Records.
━━━━━━━━━━

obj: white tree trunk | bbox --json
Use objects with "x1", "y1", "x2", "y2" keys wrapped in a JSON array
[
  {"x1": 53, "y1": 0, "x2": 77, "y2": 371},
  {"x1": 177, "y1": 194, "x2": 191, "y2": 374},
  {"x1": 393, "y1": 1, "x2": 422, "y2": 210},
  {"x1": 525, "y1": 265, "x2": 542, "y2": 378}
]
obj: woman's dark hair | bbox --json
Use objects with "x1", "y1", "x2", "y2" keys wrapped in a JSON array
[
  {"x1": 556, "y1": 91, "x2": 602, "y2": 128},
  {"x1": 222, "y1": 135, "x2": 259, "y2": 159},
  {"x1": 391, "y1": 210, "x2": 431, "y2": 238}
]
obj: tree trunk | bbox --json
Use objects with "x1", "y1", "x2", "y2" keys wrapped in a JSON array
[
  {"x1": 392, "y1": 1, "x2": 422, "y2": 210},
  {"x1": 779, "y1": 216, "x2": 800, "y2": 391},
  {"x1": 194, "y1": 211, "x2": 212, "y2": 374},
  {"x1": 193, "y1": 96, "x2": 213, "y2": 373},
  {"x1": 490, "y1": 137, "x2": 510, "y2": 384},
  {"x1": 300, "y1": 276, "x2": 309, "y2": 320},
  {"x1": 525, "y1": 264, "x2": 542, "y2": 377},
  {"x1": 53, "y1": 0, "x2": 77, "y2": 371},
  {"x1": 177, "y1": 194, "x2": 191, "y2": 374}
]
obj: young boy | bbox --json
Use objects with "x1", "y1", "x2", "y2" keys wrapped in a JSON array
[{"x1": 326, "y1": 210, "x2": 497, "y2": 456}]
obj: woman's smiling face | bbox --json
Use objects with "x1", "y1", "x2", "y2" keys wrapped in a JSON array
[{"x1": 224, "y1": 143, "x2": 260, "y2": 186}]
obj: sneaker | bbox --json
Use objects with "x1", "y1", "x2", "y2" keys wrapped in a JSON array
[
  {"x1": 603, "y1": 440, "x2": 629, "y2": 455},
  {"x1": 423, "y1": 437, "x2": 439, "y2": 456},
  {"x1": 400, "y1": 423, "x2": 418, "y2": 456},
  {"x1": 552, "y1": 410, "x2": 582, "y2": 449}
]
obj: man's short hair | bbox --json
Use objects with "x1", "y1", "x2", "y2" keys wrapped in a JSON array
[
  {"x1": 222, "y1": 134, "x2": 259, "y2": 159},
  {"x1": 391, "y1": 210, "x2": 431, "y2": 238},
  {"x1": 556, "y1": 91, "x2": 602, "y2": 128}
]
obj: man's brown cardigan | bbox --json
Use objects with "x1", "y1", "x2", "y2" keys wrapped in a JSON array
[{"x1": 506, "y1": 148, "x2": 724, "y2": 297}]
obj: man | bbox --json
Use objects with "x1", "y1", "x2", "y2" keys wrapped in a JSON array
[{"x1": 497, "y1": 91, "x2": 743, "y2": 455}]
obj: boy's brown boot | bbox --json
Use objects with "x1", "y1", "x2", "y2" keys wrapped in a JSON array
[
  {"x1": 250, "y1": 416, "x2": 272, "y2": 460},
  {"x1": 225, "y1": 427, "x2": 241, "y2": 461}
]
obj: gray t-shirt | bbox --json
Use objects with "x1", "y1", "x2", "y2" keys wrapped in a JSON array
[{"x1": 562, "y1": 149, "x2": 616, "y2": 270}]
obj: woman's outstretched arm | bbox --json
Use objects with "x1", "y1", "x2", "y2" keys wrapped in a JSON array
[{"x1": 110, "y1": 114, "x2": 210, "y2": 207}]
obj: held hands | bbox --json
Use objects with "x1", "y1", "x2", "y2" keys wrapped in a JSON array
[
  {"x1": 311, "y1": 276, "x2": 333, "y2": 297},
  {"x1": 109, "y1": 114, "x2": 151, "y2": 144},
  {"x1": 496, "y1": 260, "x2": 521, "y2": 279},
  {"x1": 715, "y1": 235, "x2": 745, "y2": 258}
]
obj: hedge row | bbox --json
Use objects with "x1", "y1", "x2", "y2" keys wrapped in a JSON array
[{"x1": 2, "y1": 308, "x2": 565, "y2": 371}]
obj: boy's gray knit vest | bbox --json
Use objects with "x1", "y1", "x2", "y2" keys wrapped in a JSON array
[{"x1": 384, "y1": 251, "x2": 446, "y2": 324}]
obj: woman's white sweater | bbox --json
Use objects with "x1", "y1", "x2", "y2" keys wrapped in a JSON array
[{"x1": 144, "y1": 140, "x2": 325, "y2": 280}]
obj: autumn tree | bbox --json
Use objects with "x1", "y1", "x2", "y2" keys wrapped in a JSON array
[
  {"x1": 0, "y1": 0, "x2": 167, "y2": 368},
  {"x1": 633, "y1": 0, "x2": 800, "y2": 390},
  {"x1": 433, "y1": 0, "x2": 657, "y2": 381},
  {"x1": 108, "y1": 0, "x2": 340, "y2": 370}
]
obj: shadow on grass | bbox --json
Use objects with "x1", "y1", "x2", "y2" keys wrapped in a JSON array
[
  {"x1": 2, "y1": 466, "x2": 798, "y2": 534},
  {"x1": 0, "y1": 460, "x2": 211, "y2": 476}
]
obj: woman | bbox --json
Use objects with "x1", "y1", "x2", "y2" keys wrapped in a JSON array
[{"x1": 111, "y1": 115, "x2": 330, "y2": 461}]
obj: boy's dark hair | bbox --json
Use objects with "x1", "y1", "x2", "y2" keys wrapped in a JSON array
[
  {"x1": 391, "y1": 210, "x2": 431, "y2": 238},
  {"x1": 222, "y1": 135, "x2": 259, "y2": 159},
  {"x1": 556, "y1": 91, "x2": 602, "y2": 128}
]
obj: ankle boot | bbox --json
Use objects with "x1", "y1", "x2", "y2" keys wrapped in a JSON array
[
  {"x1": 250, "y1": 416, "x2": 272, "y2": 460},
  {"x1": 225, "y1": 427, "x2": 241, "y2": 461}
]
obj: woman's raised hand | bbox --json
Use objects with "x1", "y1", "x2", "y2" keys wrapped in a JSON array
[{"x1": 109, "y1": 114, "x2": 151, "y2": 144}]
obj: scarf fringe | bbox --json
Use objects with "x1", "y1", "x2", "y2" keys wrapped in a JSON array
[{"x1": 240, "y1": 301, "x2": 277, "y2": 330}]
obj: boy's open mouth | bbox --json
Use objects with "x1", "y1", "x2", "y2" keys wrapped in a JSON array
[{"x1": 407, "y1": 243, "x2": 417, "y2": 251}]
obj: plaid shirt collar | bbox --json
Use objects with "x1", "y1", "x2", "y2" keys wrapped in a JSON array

━━━━━━━━━━

Task prompt.
Go through the records line by line, and copy each line that holds the string "hair".

Worked solution.
obj: woman's dark hair | bbox --json
obj: man's short hair | bbox --json
obj: boy's dark hair | bbox --json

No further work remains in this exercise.